» **WHAT THE EXERCISE ASKS**:
Please gather every line in the rows below that contains the word "pasta", matching case exactly, and copy each one.

» **DATA SUPPLIED**:
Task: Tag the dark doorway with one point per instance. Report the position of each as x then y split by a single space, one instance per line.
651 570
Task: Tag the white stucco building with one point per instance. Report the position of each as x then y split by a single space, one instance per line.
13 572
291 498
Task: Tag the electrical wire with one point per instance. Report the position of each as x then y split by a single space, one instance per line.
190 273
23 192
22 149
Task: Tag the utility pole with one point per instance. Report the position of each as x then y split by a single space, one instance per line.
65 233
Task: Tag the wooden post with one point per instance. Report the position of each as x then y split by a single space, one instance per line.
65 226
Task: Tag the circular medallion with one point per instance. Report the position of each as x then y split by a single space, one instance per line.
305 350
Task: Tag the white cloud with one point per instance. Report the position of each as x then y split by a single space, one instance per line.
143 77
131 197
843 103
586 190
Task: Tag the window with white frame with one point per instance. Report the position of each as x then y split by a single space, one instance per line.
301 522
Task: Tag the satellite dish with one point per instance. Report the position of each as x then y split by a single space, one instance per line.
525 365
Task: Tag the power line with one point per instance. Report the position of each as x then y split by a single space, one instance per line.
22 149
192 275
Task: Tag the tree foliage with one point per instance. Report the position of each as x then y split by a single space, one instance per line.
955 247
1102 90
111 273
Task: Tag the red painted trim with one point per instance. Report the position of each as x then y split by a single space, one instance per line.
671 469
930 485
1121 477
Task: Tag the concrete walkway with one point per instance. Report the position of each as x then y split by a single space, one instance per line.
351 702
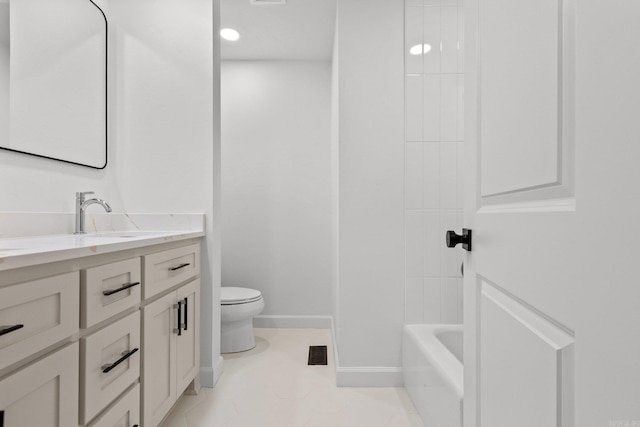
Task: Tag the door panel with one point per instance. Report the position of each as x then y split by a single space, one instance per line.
525 99
526 364
550 293
158 359
187 349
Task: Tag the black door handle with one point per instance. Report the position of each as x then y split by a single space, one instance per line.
186 314
454 239
107 368
178 330
8 330
183 265
120 289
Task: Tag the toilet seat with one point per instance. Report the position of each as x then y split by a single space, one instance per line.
230 295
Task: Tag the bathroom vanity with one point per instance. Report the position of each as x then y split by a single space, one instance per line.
98 330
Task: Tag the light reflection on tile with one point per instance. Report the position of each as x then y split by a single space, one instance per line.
273 386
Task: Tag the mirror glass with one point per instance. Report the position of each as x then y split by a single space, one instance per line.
53 74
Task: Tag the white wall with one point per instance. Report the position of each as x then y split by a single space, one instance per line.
4 73
163 148
371 170
276 178
433 149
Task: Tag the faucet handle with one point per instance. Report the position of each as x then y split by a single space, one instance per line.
81 194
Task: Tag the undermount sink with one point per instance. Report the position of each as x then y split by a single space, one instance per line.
123 234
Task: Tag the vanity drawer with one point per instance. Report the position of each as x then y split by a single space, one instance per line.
108 289
165 269
126 412
109 364
37 314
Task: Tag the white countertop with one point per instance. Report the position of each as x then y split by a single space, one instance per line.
28 251
106 233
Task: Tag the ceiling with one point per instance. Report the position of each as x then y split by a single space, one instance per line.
296 30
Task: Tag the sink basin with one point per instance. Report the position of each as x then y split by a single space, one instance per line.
124 234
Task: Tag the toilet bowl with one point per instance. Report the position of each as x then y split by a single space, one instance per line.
238 306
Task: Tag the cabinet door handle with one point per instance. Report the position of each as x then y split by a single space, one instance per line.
108 368
120 289
178 330
10 329
186 315
179 266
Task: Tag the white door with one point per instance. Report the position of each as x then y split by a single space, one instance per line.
552 297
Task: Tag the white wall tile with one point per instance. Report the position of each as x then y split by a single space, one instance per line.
460 175
449 107
461 39
414 243
432 300
433 184
432 243
449 300
413 175
413 107
449 265
413 300
460 301
431 175
448 175
413 36
409 3
449 39
431 31
460 107
431 105
459 250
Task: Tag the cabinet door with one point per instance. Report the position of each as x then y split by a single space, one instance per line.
44 394
165 269
187 343
37 314
158 359
125 413
110 364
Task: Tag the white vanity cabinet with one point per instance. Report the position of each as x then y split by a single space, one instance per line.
171 329
44 394
80 346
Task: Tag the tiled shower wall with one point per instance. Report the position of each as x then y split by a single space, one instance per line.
434 135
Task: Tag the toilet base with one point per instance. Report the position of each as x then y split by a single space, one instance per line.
237 336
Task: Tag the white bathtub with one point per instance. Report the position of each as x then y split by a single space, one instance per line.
433 372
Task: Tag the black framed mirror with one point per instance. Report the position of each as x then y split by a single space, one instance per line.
53 80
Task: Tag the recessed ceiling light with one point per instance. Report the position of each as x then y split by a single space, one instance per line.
420 49
229 34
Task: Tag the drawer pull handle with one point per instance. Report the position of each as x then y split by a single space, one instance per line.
123 288
186 320
180 266
10 329
108 368
178 330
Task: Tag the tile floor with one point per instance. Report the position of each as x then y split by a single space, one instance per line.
272 385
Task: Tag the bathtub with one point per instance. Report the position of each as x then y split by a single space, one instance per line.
432 367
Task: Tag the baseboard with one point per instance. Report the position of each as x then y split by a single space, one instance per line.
294 322
210 376
364 376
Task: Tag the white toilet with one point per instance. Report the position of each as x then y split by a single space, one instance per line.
239 305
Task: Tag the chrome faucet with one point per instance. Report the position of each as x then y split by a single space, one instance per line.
82 205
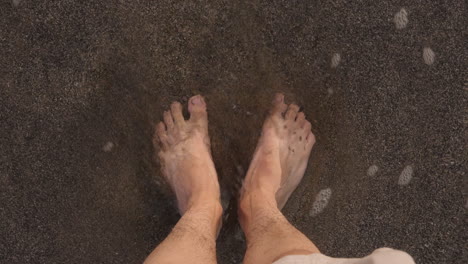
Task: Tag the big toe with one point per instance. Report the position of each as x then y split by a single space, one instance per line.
197 108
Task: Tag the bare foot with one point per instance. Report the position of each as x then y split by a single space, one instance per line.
185 155
282 152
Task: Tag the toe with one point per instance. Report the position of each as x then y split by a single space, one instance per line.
310 139
168 121
197 108
161 135
292 112
279 107
176 111
300 119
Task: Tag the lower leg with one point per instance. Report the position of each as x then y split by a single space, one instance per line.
193 239
269 234
277 168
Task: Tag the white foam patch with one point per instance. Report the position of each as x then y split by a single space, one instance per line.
321 201
406 175
372 170
428 56
336 58
108 147
401 19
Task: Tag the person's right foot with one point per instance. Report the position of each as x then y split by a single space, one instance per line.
282 153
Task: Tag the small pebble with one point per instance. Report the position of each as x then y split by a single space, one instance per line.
108 147
321 201
372 170
336 58
406 175
428 56
401 19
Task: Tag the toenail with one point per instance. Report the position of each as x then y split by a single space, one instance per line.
196 100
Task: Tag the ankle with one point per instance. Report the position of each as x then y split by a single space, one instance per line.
256 206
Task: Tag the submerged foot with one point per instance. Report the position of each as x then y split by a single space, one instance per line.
282 153
185 155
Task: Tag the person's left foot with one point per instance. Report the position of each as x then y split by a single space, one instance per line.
185 155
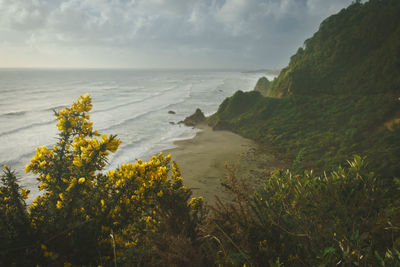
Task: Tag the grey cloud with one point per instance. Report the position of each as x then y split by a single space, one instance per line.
259 33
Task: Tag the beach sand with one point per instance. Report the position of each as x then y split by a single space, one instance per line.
202 161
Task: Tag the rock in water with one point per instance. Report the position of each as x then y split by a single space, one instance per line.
194 119
262 86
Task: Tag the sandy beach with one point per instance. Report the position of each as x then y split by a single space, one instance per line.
202 161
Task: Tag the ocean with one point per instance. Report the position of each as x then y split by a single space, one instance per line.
133 104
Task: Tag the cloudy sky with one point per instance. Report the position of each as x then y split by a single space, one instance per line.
157 33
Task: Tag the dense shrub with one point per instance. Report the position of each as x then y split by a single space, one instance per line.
349 218
85 216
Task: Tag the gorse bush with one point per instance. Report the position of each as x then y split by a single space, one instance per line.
141 214
85 216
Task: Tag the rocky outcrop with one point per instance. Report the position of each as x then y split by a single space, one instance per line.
262 86
195 118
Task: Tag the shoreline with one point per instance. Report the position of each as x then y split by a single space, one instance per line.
202 161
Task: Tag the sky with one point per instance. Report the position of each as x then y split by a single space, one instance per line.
234 34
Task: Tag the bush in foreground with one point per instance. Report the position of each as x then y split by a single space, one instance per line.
85 216
348 218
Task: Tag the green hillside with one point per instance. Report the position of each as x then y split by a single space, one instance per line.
262 86
339 95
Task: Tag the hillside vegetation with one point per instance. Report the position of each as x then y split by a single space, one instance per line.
339 95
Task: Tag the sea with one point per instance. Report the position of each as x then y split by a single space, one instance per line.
133 104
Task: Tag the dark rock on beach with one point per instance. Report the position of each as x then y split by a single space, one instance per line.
195 118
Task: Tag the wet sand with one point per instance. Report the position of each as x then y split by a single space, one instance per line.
202 161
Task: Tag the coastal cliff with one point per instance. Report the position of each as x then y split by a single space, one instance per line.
336 96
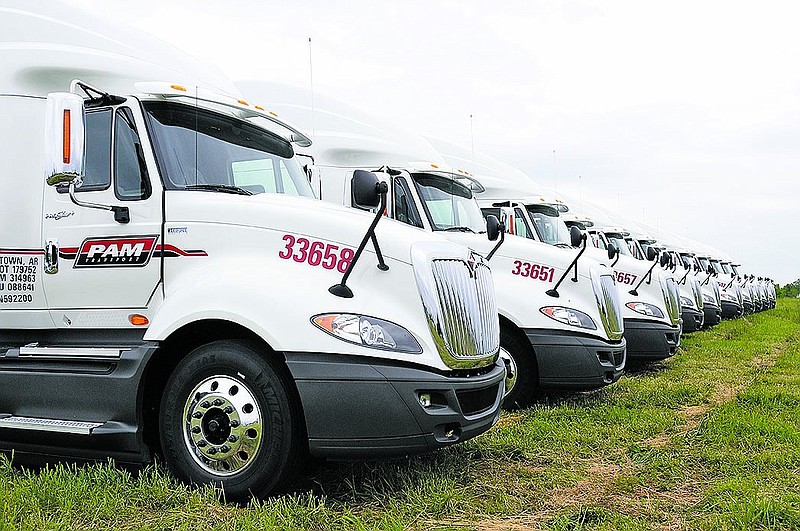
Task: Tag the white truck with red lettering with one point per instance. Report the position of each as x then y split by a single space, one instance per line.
560 325
649 302
169 284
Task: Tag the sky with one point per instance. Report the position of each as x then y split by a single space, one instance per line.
681 114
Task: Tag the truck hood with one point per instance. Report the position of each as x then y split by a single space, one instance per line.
297 215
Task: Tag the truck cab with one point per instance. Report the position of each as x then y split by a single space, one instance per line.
651 310
169 284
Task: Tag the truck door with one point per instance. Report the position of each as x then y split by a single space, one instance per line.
104 263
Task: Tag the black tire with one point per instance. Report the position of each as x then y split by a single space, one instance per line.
527 376
227 396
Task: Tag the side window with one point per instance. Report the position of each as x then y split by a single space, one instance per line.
97 169
131 181
287 184
405 209
520 227
258 176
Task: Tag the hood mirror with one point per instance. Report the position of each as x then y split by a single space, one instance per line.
366 190
612 250
575 236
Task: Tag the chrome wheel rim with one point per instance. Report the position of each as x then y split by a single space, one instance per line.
223 426
511 371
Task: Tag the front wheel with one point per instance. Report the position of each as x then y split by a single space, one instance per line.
227 418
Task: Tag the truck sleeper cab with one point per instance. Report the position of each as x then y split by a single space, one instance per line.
573 342
651 317
172 295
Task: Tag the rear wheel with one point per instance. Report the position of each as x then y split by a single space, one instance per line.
521 373
227 418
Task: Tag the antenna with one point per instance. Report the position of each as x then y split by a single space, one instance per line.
311 89
472 143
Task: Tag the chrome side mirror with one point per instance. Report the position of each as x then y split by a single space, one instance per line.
493 227
64 138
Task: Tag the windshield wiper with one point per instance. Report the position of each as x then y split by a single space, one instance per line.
226 188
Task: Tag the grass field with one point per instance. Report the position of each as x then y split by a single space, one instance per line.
707 440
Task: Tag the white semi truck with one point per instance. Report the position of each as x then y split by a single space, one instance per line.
569 339
650 312
168 284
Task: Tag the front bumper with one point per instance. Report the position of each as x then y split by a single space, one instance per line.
692 319
712 315
365 407
575 362
651 340
731 310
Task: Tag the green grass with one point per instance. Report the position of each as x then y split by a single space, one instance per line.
709 439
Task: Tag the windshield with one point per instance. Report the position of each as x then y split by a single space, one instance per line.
597 240
617 240
548 225
635 248
448 204
201 149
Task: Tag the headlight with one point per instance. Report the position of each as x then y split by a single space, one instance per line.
569 316
367 331
646 309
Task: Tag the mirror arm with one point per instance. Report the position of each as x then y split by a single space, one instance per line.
554 292
340 289
498 244
648 276
121 213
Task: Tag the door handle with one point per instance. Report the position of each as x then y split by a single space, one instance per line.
51 257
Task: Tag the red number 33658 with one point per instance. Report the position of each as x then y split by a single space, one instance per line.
316 253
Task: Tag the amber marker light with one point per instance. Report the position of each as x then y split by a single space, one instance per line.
137 319
67 133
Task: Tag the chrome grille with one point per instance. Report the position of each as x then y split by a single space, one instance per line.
466 321
611 307
698 293
673 301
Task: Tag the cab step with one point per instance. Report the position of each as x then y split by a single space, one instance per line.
39 424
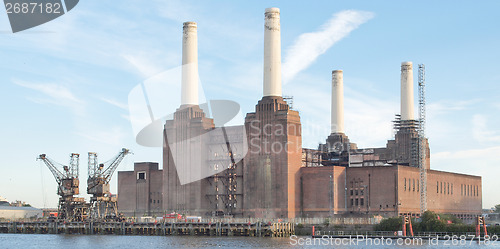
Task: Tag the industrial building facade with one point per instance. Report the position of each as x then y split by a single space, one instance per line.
270 175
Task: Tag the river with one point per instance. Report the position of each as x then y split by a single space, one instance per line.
41 241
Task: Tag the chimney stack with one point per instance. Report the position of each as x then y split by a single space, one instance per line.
407 104
189 88
272 53
337 102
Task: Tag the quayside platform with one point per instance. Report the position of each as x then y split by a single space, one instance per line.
257 229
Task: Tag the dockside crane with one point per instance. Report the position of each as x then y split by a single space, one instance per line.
103 206
70 208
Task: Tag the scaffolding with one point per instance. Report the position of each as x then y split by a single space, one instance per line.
421 138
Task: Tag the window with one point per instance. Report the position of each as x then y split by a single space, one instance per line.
141 175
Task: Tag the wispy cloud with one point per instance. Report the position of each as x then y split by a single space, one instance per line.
115 103
56 93
481 132
115 136
309 46
446 106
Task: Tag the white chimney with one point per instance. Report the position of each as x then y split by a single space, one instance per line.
337 101
189 88
407 104
272 53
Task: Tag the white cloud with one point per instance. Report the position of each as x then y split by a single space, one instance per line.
115 136
55 94
115 103
309 46
445 106
55 91
481 132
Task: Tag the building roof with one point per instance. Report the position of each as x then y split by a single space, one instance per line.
18 208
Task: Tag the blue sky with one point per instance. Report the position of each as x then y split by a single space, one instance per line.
65 84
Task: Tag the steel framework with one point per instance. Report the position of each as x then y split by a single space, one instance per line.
70 208
422 143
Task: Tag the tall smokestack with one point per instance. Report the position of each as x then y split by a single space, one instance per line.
407 104
337 101
272 53
189 88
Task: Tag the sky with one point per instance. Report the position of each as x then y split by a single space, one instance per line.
65 84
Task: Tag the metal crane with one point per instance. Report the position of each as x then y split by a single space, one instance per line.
103 206
70 208
422 141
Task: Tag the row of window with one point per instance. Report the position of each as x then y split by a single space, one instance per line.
154 201
412 185
444 188
358 202
469 190
357 191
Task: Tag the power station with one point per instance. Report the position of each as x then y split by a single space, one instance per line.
260 169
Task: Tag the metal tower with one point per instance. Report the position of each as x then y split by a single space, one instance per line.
70 208
103 206
422 148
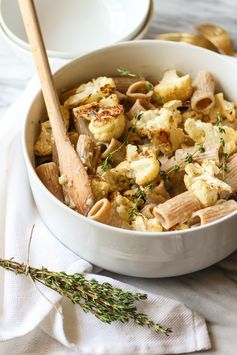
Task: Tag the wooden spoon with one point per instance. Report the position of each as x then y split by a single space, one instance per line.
76 186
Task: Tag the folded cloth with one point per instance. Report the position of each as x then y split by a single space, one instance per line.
22 306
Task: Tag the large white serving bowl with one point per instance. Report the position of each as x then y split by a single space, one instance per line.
73 27
143 254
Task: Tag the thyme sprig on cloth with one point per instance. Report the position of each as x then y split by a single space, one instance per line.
104 301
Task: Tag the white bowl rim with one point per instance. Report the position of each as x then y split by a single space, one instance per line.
66 55
128 232
70 57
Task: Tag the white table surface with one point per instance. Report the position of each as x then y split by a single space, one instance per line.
212 292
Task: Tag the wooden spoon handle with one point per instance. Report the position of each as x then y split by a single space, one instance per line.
76 185
33 31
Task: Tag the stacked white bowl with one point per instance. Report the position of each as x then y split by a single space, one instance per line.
74 27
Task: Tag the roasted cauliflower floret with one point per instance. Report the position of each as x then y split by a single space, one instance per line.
141 223
202 181
161 127
92 91
108 123
123 206
210 135
142 167
43 145
173 87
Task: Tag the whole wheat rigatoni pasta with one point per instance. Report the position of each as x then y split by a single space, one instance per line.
176 210
203 97
209 214
157 152
104 212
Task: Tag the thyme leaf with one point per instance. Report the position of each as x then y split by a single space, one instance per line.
176 168
132 213
201 148
109 159
149 87
188 158
106 302
219 119
164 175
138 116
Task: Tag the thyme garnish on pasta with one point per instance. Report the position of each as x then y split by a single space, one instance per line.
107 303
189 158
150 87
132 214
201 148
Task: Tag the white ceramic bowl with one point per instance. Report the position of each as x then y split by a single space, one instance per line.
24 52
143 254
73 27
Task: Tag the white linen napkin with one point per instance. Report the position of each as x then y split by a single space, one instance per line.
22 307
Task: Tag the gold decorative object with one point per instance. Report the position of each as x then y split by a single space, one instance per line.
218 36
191 38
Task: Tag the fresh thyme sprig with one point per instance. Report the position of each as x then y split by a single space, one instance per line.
223 155
137 117
127 72
107 303
132 214
188 158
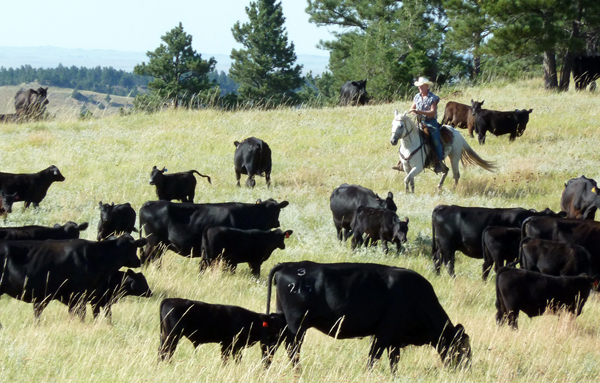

» **TASK SOLUTION**:
Task: Tag the whole wheat rigatoni pasta with one point per instance. Report the position of each as x then y split by a single space, one instance per line.
Task: Tag the thyme garnish on pasta with one point per instance. Report the position of each as x then y split by a single space, one instance per line.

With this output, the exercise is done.